----- Provided entries -----

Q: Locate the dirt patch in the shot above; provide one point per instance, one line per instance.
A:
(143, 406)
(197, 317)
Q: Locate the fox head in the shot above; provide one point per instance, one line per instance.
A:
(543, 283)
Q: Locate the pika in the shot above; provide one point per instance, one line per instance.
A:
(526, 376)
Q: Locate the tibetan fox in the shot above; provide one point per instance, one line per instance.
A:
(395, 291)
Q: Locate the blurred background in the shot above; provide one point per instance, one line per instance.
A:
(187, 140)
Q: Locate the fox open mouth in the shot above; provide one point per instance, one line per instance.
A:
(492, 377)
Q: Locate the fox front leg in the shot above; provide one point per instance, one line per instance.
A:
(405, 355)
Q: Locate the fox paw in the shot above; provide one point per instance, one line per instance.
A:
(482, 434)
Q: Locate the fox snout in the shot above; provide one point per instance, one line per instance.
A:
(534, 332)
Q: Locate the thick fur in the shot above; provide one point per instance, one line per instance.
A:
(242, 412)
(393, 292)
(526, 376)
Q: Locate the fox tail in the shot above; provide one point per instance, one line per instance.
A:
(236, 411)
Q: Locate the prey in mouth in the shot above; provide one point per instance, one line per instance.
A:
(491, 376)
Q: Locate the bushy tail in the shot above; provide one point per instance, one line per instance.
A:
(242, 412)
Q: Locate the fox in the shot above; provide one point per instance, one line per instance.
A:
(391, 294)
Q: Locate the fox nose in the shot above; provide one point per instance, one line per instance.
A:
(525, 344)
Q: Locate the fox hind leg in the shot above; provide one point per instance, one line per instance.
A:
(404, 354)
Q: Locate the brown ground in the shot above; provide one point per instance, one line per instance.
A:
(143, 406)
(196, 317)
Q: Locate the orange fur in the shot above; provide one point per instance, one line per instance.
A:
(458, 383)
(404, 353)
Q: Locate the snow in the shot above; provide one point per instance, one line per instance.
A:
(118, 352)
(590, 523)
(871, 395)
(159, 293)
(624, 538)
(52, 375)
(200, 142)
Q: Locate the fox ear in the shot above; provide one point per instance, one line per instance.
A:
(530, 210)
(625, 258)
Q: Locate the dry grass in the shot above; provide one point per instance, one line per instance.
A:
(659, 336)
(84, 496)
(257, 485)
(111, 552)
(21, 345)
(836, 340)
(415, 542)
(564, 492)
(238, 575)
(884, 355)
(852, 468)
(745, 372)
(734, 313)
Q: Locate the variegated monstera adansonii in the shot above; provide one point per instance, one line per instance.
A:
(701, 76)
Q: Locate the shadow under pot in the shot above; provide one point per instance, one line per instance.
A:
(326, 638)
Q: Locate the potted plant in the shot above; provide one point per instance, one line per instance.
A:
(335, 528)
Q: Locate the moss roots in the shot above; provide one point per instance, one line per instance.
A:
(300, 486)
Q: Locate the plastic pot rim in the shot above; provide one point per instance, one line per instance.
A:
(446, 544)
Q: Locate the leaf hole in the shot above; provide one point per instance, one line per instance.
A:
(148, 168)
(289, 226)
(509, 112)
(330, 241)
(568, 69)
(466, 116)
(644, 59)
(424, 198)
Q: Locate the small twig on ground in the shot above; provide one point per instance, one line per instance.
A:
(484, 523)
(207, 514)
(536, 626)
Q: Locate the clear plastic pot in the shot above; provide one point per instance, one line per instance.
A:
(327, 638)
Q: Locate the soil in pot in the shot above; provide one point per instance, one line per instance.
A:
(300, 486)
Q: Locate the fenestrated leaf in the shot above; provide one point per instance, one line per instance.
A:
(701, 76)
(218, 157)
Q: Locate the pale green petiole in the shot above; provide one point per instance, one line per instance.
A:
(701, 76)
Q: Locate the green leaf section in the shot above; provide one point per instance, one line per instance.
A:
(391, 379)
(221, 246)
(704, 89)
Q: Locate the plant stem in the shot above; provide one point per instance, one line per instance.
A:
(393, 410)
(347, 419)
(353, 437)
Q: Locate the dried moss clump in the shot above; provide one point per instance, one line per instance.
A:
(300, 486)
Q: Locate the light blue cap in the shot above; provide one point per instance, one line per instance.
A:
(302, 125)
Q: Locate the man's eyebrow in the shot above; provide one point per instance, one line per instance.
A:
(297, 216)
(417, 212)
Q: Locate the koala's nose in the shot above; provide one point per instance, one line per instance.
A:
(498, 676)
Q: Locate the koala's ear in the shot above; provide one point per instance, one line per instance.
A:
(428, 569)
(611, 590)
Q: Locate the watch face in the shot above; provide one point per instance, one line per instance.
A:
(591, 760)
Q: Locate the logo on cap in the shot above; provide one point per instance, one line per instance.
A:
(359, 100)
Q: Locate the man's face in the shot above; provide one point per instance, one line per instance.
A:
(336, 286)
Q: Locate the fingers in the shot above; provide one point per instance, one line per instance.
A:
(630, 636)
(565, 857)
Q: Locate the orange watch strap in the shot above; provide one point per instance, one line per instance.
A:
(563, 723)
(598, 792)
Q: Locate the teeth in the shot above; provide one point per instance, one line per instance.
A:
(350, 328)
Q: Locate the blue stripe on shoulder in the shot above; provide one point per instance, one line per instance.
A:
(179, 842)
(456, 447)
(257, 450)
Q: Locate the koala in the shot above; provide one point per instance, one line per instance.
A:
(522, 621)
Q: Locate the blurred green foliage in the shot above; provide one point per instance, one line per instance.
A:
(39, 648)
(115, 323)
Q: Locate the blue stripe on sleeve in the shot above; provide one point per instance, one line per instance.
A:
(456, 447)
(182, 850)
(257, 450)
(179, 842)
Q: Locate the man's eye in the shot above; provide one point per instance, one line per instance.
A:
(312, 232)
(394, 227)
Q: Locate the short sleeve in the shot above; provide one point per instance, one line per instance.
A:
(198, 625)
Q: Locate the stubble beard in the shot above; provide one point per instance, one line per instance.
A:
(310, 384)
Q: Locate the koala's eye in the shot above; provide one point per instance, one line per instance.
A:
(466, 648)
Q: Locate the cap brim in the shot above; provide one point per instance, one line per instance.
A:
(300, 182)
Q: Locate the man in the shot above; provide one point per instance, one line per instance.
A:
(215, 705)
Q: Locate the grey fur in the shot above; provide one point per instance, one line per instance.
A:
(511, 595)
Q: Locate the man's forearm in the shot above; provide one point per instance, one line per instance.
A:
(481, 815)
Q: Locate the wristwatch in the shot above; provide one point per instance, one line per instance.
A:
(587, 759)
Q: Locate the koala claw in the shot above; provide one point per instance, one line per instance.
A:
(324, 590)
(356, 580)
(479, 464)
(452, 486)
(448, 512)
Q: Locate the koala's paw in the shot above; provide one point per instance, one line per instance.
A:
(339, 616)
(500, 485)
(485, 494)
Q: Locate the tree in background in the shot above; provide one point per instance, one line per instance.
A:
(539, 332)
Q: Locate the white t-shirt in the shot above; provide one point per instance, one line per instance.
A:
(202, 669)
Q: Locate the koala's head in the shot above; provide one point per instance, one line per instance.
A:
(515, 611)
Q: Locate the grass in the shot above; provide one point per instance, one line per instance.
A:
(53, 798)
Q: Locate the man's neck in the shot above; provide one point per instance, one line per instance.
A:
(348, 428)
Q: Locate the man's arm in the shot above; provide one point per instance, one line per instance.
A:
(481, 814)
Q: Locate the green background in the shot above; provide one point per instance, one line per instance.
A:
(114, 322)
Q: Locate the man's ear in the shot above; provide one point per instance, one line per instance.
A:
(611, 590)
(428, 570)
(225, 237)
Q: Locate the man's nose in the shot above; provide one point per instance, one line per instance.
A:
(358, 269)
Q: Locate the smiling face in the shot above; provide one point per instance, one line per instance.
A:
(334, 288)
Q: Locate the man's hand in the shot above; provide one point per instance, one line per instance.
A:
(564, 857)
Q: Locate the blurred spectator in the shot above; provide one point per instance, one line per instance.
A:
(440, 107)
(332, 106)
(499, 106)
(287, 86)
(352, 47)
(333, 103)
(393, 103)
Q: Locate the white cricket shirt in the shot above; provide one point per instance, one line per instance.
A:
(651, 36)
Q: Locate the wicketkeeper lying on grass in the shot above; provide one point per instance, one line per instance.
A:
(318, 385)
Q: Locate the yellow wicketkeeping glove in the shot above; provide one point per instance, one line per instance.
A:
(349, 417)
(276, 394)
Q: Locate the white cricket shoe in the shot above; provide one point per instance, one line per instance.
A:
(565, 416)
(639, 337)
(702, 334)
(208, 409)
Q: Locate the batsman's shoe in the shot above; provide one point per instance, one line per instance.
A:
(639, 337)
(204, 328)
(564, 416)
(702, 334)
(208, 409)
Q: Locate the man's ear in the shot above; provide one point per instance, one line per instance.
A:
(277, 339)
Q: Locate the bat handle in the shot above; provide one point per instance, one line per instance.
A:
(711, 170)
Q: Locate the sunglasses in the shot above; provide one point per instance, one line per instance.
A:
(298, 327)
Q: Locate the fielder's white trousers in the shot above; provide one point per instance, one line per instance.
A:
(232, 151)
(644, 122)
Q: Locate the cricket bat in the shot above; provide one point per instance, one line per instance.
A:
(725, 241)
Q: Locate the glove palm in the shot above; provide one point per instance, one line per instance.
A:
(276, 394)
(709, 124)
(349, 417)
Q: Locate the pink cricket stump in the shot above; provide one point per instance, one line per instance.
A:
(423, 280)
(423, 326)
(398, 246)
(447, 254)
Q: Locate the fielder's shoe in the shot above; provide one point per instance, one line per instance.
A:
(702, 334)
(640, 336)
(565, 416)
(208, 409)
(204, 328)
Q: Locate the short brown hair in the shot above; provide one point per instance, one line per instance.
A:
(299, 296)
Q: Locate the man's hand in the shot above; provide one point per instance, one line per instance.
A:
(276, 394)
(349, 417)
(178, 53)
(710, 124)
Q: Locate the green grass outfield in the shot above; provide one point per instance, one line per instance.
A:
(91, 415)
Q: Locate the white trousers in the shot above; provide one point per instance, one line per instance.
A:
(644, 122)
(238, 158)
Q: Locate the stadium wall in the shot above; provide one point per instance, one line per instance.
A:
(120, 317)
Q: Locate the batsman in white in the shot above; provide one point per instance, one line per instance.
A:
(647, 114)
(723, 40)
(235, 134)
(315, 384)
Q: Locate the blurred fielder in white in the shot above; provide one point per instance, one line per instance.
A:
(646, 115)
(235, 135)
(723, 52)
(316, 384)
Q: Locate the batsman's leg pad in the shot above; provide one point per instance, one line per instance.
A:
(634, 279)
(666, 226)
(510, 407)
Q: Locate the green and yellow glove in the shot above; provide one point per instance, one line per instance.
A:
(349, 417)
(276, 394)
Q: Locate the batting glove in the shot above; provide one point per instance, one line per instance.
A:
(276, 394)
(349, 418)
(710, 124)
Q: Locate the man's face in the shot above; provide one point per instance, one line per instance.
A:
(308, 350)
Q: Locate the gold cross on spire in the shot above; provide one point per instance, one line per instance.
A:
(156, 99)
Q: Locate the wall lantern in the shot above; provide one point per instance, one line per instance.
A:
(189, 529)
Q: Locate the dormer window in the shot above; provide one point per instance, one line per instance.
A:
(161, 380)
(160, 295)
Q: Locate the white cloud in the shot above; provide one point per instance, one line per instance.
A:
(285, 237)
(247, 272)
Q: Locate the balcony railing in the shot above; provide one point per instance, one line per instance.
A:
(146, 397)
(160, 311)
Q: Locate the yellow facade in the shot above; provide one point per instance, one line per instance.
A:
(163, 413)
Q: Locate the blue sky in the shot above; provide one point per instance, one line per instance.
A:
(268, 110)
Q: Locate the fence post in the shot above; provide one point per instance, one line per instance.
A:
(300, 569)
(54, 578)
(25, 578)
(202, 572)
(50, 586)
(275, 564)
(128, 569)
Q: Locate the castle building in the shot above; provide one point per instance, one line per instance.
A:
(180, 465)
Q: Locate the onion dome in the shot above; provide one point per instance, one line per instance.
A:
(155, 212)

-----

§ **Given instruction**
Exactly repeat the lines from the line that contains "Q: Locate the batting" to the end of the entries, both included, and leave out all other lines.

§ **Response for this exercise**
Q: Locate the batting glove in the shot above; provide one point per instance, one line per instance.
A:
(276, 394)
(349, 418)
(710, 124)
Q: Locate the man's face in the shot above; provide one point per instance, one line per instance.
A:
(308, 350)
Q: Locate the gold cross on spire in the shot above; provide one point per instance, one line per instance.
A:
(156, 99)
Q: Locate the wall lantern in the shot above; provide one point per instance, one line per instance.
A:
(189, 529)
Q: Locate the dormer window in the shot above; provide one point per instance, one line per instance.
A:
(161, 380)
(160, 295)
Q: Locate the white cloud in the shot above; provide one point per instance, one line per instance.
A:
(285, 237)
(247, 272)
Q: Locate the balcony railing in the shot above; provide one point per instance, one line per instance.
A:
(146, 397)
(160, 311)
Q: Locate the yellow facade in the shot above; provide one point per instance, one line per instance.
A:
(163, 413)
Q: Locate the blue sky in the shot above; provide one point per instance, one line per instance.
A:
(268, 110)
Q: Locate the fence post in the shot above; provide one point per instance, one line per instance.
A:
(300, 569)
(54, 578)
(25, 578)
(202, 572)
(50, 586)
(275, 564)
(128, 569)
Q: Locate the castle building in the shot above; provide one point per instance, one line per instance.
A:
(180, 465)
Q: Locate the onion dome in the shot above; provide one point per instance, one line per instance.
A:
(155, 212)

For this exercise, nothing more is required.